**Directions for this task:** Set out exactly every line of the entries below, starting at the line that holds "Query: boy's face" and stopping after the line that holds "Query: woman's hand".

(Data extracted from a collection)
----

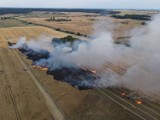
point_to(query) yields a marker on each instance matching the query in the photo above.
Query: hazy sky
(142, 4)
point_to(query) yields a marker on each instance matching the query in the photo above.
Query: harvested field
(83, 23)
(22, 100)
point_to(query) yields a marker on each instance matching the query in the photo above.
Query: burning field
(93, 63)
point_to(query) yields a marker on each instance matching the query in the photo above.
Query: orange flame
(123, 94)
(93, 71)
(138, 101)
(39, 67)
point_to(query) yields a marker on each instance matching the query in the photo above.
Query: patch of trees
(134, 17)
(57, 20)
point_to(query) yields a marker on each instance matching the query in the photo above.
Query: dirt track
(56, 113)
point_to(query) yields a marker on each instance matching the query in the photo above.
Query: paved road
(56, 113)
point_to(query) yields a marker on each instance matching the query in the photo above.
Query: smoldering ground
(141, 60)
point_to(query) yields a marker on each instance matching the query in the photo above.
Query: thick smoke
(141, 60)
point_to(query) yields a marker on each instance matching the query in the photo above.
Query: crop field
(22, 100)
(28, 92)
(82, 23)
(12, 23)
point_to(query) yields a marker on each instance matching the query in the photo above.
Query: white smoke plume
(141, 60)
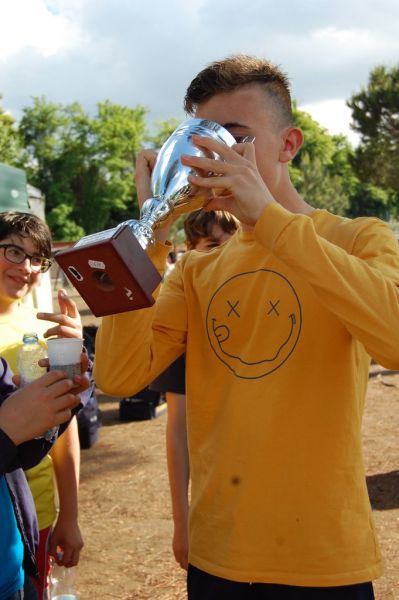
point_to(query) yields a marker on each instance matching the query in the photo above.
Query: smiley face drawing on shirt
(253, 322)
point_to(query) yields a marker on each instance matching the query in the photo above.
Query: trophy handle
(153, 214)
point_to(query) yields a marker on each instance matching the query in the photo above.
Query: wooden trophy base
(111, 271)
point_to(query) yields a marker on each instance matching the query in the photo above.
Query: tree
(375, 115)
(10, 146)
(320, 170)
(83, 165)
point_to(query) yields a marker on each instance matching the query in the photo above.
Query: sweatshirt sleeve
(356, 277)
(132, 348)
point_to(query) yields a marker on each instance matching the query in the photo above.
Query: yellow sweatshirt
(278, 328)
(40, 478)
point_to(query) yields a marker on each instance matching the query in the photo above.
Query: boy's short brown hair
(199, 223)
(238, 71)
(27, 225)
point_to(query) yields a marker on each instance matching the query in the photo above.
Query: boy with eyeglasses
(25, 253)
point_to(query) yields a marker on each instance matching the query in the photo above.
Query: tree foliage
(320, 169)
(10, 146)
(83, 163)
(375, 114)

----

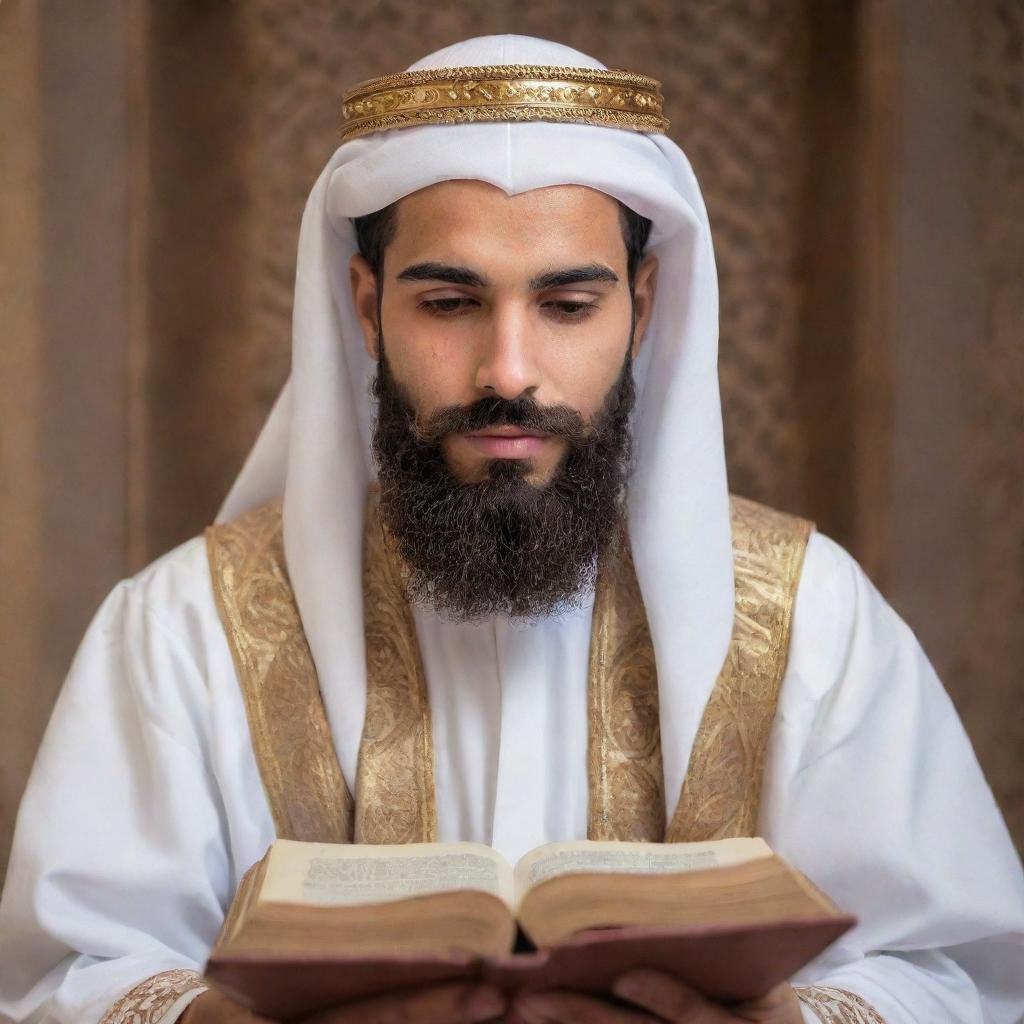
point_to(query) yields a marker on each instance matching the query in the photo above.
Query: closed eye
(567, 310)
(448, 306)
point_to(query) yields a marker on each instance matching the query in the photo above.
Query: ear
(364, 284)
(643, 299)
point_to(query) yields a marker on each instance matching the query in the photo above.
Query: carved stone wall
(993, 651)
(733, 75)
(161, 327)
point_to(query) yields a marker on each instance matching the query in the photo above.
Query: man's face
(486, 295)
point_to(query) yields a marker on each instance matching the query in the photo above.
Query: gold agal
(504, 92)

----

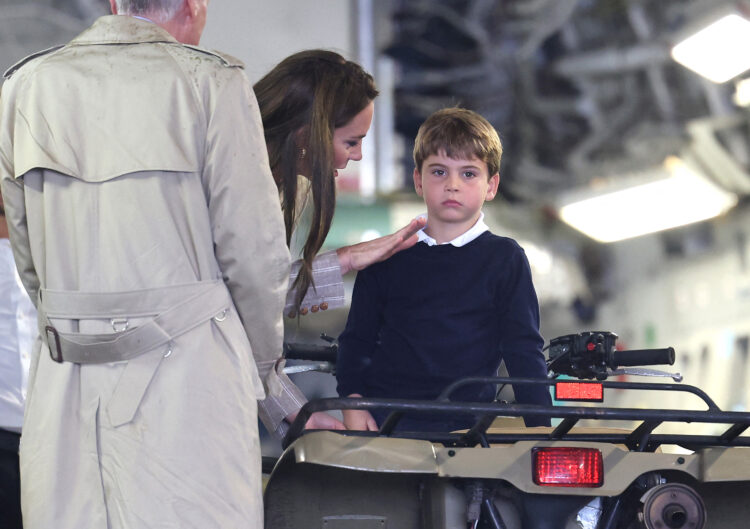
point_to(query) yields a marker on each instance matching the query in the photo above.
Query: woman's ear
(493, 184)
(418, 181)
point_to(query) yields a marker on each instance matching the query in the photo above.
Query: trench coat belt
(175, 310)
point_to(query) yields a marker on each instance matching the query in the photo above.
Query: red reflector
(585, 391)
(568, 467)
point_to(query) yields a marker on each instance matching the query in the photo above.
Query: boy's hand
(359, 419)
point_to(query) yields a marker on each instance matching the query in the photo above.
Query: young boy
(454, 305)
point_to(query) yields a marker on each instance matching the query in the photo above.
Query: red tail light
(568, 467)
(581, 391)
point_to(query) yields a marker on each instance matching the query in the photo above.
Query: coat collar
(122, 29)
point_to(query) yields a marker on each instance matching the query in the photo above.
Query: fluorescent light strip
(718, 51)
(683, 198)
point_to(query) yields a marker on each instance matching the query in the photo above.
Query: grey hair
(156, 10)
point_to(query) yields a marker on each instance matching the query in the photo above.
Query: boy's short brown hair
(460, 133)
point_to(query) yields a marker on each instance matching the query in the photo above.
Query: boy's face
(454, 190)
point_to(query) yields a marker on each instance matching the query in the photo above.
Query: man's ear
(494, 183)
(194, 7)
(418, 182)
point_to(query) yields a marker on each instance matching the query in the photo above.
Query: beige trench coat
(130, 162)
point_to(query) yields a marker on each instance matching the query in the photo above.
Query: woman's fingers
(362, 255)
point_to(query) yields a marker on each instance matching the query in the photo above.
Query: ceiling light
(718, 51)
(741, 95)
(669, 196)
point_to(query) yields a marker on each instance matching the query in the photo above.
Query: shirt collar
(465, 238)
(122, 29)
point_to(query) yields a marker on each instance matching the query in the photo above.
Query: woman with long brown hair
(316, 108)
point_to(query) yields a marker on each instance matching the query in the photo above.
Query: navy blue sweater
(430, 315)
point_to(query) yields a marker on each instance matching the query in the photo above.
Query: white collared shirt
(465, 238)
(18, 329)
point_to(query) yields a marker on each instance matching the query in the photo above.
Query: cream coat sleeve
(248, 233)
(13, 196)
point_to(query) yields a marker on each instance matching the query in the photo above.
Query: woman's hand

----

**Exercise output:**
Query: boy's face
(454, 190)
point_to(query) yields a marker on each instance matching the query in the photo above.
Query: man's ear
(494, 183)
(194, 7)
(418, 182)
point_to(query) yields a marker on each instance matching the query in the photo above.
Query: beige trench coat
(130, 162)
point_to(query) yields a marker on each instance matching the query in the photo above.
Query: woman's fingers
(362, 255)
point_to(query) yields a marker on each instance matching the query in the photo above.
Query: ceiling light
(718, 51)
(741, 95)
(669, 196)
point_to(query) yields a marker on each instance matching the query in the photo above.
Query: shirt collar
(465, 238)
(122, 29)
point_to(query) yields a marker on each instance matching the query in the photo above.
Query: woman with long brown hair
(316, 108)
point_to(query) yields a marker on each instance matching the query in the photo above.
Query: navy blue sweater
(430, 315)
point_to(query) yields a marker on each instance matching the query in the photo above.
Query: white collared shirt
(465, 238)
(18, 329)
point_to(query) yields a marker on each instance matching the query in the photo above.
Query: cream coat sleeve
(248, 233)
(13, 196)
point_to(query) yields a marker on each instance matching the query in the photo above.
Query: woman's hand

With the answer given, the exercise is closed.